> Goal of the exercise
Print each of the records below word for word, with no changes.

[Saved entries]
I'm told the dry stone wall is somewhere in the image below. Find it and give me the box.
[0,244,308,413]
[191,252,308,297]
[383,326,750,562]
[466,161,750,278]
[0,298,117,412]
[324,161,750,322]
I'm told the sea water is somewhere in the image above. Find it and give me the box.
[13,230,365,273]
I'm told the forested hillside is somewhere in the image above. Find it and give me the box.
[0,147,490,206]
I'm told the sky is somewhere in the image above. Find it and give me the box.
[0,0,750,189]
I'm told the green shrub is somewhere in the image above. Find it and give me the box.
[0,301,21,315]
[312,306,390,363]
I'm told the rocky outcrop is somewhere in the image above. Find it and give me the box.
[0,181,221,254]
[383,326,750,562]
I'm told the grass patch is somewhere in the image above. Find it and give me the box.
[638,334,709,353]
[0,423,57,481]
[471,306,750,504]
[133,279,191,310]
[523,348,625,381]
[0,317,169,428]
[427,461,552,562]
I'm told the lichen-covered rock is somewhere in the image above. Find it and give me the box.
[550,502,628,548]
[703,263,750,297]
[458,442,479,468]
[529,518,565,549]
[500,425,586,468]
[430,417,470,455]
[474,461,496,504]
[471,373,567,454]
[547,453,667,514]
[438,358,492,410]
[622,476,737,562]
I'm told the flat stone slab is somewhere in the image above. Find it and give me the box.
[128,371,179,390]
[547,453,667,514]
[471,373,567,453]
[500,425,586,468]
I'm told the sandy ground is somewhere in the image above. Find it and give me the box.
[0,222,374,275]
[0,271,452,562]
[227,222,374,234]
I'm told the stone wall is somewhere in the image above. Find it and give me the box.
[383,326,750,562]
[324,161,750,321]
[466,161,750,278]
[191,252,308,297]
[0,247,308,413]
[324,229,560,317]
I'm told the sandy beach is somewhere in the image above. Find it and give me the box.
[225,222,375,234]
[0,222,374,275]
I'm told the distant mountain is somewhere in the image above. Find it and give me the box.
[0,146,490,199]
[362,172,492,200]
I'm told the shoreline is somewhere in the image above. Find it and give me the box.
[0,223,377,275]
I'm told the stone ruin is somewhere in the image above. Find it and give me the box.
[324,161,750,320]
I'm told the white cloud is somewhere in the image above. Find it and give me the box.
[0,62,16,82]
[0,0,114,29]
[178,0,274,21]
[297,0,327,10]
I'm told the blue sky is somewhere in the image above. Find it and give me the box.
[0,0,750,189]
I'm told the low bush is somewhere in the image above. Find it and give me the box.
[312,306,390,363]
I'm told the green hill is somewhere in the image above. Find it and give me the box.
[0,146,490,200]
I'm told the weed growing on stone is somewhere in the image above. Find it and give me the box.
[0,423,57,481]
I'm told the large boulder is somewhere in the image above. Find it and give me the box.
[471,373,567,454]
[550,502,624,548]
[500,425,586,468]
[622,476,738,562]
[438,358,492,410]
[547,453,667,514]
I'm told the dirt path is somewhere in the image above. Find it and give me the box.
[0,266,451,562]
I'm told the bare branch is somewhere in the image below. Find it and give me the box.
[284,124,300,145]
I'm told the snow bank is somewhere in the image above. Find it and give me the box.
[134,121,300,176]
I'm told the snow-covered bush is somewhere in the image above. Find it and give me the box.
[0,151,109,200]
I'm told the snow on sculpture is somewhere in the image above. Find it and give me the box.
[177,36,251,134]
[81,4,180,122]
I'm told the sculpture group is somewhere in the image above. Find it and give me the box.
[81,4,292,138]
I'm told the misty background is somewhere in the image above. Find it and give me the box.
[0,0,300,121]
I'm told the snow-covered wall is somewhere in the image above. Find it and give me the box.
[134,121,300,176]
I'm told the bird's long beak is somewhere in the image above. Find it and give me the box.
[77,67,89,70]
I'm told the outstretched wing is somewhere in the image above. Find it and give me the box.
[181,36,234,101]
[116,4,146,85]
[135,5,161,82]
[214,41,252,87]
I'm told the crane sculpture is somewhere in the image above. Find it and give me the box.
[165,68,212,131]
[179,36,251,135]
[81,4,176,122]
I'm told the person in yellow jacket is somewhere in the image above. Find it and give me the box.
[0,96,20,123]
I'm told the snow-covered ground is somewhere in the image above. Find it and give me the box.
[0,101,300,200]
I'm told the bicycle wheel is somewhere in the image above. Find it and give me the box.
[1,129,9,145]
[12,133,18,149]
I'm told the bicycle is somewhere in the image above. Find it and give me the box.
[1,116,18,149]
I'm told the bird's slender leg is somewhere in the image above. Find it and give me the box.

> Full answer
I'm told the dry stone wall is somewhere in the image below. Find it and give me the box.
[0,244,308,413]
[191,252,308,297]
[383,326,750,562]
[466,161,750,278]
[0,298,117,412]
[324,161,750,322]
I'm told the sea water is somewhere in the image above. Find it and give me the box.
[13,230,365,273]
I'm told the forested hillside is somewhere in the image above. Find it and give me the box.
[0,147,490,206]
I'm told the sky is somewhere in the image above. Find it and give me the box.
[0,0,750,189]
I'm told the green shrub is somewhere in the image above. Find it and give me the box.
[0,301,21,315]
[312,306,390,363]
I'm told the rocky outcrop is somewhere in the image above. Find it and give me the box.
[0,181,221,254]
[383,326,750,562]
I'm told the grass patch is somewhere in the image above. Find it and give me the box.
[638,334,709,353]
[0,423,57,481]
[471,306,750,504]
[133,279,191,310]
[523,348,625,381]
[0,317,169,428]
[427,461,552,562]
I'm told the lichen-covered rock is somewhere in the image above. Find it and give me the box.
[550,502,628,548]
[703,263,750,297]
[458,442,479,468]
[529,518,565,549]
[500,425,586,468]
[430,417,470,455]
[474,461,496,504]
[471,373,567,454]
[547,453,667,514]
[438,358,492,410]
[622,476,737,562]
I'm told the flat stone slab is somewhere in the image above. Find it and give me the box.
[128,371,179,390]
[547,453,667,514]
[471,373,567,453]
[500,425,586,468]
I'm told the sandy ground is somewhere in the image above. Find it and give me the box.
[0,222,374,275]
[0,271,452,562]
[227,222,374,234]
I'm told the stone wall is somewhere in the image above. Find it and give me the box.
[383,326,750,562]
[324,161,750,321]
[466,161,750,278]
[191,252,308,297]
[0,247,308,413]
[324,229,560,317]
I'm told the sandy beach is somewhere in the image above. Find it and give me the box.
[225,222,375,234]
[0,222,374,275]
I'm told the distant mountain is somewhere in the image above. Find it and give me the box.
[0,146,490,199]
[362,172,492,200]
I'm told the shoreline is somewhere in the image above. Find it and give me the box.
[0,223,377,275]
I'm told the stone ruin is somewhere in the image above. Find it and give me the box.
[324,161,750,320]
I'm told the white cloud is somewhere in the image above. Find it and give me the box.
[0,62,16,82]
[0,0,114,29]
[178,0,274,21]
[297,0,327,10]
I'm told the blue sky is somewhere in the image above. Find it and give me the box.
[0,0,750,189]
I'm told the low bush is somewhere in the image above. Find it and give me the box.
[312,306,390,363]
I'm told the green hill is somewhere in the image above. Find it and give me the box.
[0,146,490,200]
I'm told the weed growing on stone is somewhere in the image above. Find it and give me the box.
[0,423,57,481]
I'm told the large boulder is somewhere in the image above. Find it and give me the box.
[471,373,567,454]
[550,502,624,548]
[500,425,586,468]
[622,476,738,562]
[438,358,492,410]
[547,453,667,514]
I'm told the dirt path is somewhere in the image above. Find it and give me the box.
[0,266,451,562]
I'm told the bare branch is somewhere in the image below. Find it and give me the box.
[284,124,300,145]
I'm told the snow bank is somewhere in the image above. Find it and give me the box.
[134,121,300,176]
I'm told the snow-covered bush is somewhere in the image above. Find it and give me the box.
[0,151,109,200]
I'm told the snow on sculpture is somewhere in the image above. Find it and give me the box.
[177,36,251,134]
[81,4,180,122]
I'm told the sculpture group is somewhere in the image above. Find it and give me the box.
[81,4,292,138]
I'm told the misty background is somewhere in the image above. Find it and give me the box.
[0,0,300,121]
I'm told the snow-covered wall is somewhere in the image above. Find it and give me the box.
[134,121,300,176]
I'm told the bird's long beak is somewhere in the image above. Find it and give me the box.
[77,67,89,70]
I'm told the outstretched wing is somewhere in the image above. Find it and give me the box.
[181,36,234,101]
[116,4,146,85]
[135,5,161,82]
[214,41,252,87]
I'm told the crane sculpture is somewhere in the image above. Find it and give me the box.
[165,68,212,131]
[179,36,251,135]
[81,4,176,122]
I'm told the person in yellow jacket is somewhere in the image above. Find it and give me the box.
[0,96,20,123]
I'm told the snow-covered ground is somewhere in the image above. Find it and give me the box.
[0,101,300,200]
I'm told the bicycle wheel is somewhere in the image above. Find it and give me the box.
[1,129,9,145]
[12,133,18,149]
I'm told the bicycle is somewhere in the image above. Find it and give me the box.
[1,116,18,149]
I'm told the bird's slender leg is somewhere in the image above. Find it and give me the box.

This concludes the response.